▶ **LESETEXT**
·····

Künstlerin beim Plain-Air am Meer

/// Kolummne /// – Die Vereinigung der hessischen Unternehmerverbände (VhU) hat in dieser Woche ein Positionspapier zur Künstlersozialversicherung veröffentlicht, in dem die Alternative „entbürokratisieren – oder abschaffen“ zum Thema gemacht wird.
Volker Fasbender, Hauptgeschäftsführer des VhU: „Die deutsche Künstlersozialversicherung belastet die Unternehmen mit unerträglichen Bürokratiekosten und höchster Rechtsunsicherheit.“

Fasbender weiter: „ Der Aufwand bei den Unternehmen beläuft sich inzwischen auf einen zusätzlichen Euro für jeden tatsächlich gezahlten Euro Künstlersozialabgabe. Dieser weltweit einmalige Sonderweg gehört dringend entbürokratisiert, andernfalls abgeschafft. Eine einfachere Künstlersozialabgabe verlangt von Künstlern und Publizisten nur das, was für andere Selbständige selbstverständlich ist.“

Fasbender stellte klar, es gehe auch keineswegs darum, dass die Unternehmen einen geringeren Beitrag zu dieser Versicherung entrichteten, sondern um eine grundlegende Entlastung der Unternehmen von unnötigem und teurem Verwaltungsaufwand.

·····

▶ **DEINE AUFGABE**
Wie lautet im Text zur Künstlersozialversicherung die Passage, die mit „Fasbender stellte klar, es“ beginnt und sich bis „und teurem Verwaltungsaufwand.“ erstreckt? Gib sie wortgetreu wieder.

·····

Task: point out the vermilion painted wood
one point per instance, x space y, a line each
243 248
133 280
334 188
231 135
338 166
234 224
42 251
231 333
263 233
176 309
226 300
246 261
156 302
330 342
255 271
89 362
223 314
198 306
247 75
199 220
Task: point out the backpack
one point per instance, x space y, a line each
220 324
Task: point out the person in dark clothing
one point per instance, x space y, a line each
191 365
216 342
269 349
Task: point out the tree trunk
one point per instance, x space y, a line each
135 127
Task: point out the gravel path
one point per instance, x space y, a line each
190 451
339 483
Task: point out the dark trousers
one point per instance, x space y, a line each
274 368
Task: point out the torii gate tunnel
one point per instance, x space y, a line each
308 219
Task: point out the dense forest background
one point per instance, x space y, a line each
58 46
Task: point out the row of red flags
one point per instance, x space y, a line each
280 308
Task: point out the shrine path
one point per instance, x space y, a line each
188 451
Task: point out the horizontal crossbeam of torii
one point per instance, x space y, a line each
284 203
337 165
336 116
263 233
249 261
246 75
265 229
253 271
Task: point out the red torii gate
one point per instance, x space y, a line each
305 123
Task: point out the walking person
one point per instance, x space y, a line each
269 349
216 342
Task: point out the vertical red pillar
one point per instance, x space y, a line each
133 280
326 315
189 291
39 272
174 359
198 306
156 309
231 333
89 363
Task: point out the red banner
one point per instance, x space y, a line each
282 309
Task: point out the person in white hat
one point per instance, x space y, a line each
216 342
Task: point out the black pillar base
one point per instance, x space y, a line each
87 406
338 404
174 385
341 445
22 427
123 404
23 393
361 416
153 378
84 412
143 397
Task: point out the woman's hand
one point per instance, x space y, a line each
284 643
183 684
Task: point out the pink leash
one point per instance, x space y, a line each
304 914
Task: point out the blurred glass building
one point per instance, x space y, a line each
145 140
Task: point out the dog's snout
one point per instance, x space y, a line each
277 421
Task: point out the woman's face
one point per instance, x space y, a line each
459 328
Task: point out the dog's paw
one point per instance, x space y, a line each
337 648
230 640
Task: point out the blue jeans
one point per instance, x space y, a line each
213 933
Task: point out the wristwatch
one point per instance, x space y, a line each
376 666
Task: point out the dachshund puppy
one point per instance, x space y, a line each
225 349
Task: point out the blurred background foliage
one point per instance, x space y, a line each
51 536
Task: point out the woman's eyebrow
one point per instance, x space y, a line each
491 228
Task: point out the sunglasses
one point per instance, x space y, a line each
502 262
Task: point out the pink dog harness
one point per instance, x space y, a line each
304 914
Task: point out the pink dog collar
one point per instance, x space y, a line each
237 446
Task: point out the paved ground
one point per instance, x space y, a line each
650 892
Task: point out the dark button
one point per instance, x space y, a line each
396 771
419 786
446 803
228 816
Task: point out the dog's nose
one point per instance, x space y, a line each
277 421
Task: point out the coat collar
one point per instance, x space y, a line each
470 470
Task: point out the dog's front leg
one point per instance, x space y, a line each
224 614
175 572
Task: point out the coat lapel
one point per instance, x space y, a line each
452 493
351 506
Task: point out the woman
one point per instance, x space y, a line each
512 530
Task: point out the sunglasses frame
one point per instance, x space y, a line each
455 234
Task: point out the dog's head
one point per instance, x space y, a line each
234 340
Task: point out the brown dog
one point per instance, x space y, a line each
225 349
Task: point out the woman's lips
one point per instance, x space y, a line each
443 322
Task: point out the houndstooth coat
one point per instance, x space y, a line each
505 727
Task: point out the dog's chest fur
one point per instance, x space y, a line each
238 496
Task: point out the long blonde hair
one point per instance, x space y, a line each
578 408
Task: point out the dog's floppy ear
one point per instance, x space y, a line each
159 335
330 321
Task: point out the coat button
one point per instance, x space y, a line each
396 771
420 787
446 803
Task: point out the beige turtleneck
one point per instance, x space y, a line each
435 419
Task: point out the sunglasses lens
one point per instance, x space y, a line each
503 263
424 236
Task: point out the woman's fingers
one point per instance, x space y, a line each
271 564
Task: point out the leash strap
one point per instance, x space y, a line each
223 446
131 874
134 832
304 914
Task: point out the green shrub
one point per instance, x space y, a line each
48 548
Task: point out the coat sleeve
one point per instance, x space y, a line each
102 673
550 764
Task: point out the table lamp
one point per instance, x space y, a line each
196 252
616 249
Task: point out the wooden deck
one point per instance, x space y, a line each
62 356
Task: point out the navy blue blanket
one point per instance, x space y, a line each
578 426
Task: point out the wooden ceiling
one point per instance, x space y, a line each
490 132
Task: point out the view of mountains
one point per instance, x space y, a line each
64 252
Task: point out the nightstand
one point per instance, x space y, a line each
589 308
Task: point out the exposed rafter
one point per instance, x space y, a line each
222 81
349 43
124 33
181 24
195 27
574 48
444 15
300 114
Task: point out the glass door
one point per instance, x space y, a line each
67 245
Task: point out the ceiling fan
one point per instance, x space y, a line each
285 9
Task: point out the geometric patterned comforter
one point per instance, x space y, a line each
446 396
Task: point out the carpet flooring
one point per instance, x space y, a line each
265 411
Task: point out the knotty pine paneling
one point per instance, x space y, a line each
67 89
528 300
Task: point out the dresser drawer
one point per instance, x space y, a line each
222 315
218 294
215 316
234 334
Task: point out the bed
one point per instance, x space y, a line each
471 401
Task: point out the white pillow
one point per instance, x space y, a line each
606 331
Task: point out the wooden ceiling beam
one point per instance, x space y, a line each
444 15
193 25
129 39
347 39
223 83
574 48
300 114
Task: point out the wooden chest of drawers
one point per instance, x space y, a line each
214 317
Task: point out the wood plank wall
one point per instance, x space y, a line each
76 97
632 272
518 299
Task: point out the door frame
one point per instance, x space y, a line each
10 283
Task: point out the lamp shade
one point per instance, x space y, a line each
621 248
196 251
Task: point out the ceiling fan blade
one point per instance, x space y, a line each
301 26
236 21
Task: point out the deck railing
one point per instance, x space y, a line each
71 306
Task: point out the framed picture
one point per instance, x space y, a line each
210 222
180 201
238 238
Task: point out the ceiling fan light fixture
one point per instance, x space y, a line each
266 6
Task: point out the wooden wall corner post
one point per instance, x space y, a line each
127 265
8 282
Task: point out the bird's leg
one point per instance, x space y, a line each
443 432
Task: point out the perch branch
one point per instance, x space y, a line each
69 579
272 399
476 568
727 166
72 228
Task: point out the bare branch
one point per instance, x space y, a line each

·····

▶ **DEINE ANTWORT**
Fasbender stellte klar, es gehe auch keineswegs darum, dass die Unternehmen einen geringeren Beitrag zu dieser Versicherung entrichteten, sondern um eine grundlegende Entlastung der Unternehmen von unnötigem und teurem Verwaltungsaufwand.